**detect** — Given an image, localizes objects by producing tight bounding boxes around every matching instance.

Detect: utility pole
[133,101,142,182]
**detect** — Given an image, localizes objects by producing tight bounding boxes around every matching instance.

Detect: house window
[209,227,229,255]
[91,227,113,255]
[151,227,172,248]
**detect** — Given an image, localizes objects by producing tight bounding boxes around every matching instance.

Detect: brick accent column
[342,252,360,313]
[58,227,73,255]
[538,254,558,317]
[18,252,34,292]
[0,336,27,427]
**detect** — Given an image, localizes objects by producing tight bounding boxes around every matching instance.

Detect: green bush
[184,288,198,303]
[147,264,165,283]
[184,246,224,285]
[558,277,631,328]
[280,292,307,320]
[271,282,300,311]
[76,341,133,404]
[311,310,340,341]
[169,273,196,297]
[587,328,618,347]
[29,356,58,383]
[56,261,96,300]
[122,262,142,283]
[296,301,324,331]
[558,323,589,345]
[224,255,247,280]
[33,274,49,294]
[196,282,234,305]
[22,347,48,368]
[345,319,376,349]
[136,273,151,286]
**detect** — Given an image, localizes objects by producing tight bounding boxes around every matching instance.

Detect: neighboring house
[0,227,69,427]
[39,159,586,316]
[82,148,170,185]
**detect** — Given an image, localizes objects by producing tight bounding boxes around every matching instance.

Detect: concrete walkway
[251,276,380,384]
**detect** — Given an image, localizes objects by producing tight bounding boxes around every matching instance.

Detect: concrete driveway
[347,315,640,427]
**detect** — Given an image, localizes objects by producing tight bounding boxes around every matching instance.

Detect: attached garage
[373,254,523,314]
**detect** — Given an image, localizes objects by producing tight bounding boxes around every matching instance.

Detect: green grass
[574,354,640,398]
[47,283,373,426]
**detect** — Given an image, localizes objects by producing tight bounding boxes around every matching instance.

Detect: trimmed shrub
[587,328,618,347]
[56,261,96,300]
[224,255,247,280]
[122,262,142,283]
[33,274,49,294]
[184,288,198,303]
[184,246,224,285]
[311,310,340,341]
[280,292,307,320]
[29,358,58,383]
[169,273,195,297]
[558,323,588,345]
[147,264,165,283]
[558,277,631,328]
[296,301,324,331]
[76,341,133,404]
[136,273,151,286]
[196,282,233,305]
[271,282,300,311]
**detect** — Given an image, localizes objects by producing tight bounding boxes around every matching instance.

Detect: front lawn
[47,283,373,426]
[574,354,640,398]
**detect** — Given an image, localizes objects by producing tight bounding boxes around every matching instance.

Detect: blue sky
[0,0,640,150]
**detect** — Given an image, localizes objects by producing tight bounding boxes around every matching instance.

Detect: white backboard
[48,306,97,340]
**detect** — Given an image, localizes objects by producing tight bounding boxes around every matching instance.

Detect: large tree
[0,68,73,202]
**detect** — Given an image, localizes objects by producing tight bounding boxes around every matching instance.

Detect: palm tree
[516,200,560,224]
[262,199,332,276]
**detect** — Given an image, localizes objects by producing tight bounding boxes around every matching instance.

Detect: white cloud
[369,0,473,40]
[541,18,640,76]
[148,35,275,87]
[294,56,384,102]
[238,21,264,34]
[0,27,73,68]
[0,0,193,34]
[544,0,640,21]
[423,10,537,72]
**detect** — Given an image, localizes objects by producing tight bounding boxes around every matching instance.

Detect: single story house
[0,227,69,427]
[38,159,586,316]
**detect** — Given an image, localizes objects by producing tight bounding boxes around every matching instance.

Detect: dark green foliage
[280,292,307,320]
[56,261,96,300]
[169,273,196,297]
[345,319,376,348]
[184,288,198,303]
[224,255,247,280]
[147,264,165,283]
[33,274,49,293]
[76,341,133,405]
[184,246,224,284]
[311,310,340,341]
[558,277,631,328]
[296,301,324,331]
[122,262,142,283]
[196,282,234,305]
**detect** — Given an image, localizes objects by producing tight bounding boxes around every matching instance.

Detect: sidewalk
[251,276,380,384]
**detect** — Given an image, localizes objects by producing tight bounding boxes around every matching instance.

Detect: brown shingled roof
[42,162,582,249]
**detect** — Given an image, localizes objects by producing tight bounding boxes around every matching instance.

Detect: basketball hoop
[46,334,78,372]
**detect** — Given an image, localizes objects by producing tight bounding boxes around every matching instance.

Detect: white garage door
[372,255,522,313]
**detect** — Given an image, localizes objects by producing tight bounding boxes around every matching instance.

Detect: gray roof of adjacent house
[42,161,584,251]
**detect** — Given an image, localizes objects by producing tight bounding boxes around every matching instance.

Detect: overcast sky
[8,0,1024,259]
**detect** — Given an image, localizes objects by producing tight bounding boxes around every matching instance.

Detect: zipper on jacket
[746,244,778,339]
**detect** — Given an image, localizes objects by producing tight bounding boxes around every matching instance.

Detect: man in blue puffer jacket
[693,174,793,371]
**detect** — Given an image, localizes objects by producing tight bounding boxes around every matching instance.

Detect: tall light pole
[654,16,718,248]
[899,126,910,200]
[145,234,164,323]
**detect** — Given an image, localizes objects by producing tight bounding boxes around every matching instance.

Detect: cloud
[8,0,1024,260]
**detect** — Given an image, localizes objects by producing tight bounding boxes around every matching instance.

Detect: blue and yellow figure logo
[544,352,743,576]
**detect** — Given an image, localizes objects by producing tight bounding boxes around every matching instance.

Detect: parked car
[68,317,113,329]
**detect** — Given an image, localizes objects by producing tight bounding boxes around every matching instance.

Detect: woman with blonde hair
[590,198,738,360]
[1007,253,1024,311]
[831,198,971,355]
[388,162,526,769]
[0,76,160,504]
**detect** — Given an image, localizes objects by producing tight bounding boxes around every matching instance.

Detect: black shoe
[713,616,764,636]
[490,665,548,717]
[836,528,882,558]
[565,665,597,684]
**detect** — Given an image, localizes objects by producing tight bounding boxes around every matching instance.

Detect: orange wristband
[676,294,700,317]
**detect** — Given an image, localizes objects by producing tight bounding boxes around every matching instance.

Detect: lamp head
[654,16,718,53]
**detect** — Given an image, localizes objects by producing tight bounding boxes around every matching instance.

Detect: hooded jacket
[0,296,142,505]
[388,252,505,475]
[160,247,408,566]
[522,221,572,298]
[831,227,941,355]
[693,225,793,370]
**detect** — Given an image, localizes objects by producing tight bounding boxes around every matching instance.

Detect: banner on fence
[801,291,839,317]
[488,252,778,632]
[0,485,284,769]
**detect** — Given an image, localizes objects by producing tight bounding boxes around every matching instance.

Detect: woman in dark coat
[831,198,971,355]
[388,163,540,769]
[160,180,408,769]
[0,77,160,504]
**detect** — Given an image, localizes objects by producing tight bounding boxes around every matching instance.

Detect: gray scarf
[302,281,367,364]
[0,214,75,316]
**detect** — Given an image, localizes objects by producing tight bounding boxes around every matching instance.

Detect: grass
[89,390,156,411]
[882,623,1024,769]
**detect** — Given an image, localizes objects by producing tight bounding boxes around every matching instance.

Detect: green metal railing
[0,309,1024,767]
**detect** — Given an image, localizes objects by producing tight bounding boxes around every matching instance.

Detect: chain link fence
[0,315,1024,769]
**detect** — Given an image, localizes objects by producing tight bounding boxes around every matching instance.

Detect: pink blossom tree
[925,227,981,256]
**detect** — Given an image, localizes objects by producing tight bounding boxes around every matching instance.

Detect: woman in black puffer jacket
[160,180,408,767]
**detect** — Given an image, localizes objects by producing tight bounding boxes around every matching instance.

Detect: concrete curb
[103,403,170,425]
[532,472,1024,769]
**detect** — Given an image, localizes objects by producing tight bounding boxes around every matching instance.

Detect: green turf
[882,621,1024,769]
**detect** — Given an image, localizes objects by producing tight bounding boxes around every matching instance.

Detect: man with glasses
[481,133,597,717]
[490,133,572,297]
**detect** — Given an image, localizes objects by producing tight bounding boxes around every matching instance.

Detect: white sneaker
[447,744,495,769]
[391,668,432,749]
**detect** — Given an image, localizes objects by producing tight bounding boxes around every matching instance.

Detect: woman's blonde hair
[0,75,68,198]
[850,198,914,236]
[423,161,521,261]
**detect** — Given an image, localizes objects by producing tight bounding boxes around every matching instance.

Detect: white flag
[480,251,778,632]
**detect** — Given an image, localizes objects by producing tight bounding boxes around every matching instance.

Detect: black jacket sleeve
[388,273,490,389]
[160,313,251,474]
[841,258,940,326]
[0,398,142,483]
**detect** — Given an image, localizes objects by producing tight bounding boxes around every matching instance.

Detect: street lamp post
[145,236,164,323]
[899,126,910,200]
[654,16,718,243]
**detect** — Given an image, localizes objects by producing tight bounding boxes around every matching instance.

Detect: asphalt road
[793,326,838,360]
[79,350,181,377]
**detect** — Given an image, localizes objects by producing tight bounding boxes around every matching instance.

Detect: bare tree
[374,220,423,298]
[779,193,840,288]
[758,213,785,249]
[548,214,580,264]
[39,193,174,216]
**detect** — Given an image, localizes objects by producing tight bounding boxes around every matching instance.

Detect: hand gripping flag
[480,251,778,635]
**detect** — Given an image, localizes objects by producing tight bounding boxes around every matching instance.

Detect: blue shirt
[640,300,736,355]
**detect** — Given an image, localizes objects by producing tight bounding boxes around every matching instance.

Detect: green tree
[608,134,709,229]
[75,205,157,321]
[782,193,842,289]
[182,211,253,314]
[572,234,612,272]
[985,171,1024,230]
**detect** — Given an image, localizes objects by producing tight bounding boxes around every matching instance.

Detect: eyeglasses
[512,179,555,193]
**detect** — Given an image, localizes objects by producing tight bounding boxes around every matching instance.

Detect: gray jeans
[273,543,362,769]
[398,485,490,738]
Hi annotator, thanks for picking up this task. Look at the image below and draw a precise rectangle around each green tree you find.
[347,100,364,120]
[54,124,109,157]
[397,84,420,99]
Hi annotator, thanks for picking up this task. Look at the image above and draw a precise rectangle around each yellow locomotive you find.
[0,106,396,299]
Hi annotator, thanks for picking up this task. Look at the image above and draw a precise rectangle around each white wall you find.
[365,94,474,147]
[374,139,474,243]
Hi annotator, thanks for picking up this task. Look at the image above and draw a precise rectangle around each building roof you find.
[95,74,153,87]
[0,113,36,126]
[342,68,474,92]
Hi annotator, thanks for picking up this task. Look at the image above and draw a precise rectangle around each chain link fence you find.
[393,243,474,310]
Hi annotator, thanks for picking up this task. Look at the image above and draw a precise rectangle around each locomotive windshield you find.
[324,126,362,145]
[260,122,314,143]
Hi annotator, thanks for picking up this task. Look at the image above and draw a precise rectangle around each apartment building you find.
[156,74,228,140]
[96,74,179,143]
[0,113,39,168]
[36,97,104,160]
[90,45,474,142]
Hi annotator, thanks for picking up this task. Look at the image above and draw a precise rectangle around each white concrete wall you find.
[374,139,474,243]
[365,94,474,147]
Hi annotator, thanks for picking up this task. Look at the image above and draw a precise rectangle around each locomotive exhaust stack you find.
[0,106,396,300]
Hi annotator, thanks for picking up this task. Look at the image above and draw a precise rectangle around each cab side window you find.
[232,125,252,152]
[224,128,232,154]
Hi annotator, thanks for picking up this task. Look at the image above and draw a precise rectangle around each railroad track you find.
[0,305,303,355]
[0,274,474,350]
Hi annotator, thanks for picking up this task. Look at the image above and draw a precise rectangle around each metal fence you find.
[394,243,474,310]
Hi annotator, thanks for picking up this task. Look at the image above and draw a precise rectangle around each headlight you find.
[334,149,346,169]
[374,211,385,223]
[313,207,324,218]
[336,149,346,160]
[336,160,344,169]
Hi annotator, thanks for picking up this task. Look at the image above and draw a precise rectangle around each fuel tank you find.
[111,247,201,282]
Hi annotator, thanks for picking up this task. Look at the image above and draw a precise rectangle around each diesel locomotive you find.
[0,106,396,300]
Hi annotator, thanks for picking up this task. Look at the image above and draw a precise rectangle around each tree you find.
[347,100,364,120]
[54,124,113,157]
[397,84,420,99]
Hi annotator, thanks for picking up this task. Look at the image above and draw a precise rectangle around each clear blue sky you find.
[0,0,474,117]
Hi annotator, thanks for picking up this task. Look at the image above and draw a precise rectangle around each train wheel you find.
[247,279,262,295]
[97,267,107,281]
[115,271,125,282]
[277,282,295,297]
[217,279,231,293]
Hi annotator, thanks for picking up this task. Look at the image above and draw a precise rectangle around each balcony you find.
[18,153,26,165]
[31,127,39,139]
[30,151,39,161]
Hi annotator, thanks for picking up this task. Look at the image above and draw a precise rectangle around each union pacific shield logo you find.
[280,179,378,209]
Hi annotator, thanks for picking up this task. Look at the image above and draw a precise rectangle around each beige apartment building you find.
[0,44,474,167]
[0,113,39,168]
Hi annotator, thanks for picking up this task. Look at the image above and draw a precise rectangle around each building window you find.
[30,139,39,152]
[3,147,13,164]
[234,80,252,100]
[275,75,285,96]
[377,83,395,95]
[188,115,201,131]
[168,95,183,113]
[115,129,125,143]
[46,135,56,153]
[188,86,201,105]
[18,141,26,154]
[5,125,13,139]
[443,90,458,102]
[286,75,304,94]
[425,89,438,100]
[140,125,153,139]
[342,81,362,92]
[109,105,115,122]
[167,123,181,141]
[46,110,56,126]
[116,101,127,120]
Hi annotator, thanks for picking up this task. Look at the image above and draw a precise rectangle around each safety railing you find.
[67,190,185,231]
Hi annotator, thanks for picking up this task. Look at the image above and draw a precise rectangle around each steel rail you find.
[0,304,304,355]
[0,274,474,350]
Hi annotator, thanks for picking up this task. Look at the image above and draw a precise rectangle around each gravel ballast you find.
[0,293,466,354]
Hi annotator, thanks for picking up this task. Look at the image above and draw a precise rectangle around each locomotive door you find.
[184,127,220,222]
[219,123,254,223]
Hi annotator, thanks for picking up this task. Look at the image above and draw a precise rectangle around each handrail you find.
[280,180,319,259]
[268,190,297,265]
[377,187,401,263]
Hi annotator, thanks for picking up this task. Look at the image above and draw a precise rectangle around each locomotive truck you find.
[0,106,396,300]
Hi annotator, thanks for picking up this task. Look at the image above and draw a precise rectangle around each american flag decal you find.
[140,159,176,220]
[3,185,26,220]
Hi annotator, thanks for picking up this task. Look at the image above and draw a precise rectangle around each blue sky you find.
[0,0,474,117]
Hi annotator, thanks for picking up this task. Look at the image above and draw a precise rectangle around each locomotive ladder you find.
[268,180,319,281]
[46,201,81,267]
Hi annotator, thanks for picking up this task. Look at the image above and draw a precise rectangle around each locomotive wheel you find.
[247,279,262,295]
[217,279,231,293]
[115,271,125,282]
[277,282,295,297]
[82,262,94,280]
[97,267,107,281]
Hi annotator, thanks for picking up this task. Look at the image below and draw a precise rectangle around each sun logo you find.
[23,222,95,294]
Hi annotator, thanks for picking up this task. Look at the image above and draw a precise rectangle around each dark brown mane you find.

· · · ·

Instruction: Reproduce the records verbatim, from the start of the records through the line that contains "[0,336,27,427]".

Solution for this problem:
**detect** — Given an image, localizes objects by producing tight bounding boxes around every matching instance.

Detect: utility pole
[133,101,142,182]
**detect** — Given an image, localizes objects by producing tight bounding boxes around every matching instance.

Detect: house window
[209,227,229,255]
[91,227,113,255]
[151,227,172,248]
**detect** — Given an image, localizes objects by producing tight bounding boxes around every matching instance.

Detect: brick accent column
[342,252,360,313]
[58,227,73,255]
[538,254,558,317]
[18,252,34,292]
[0,336,27,427]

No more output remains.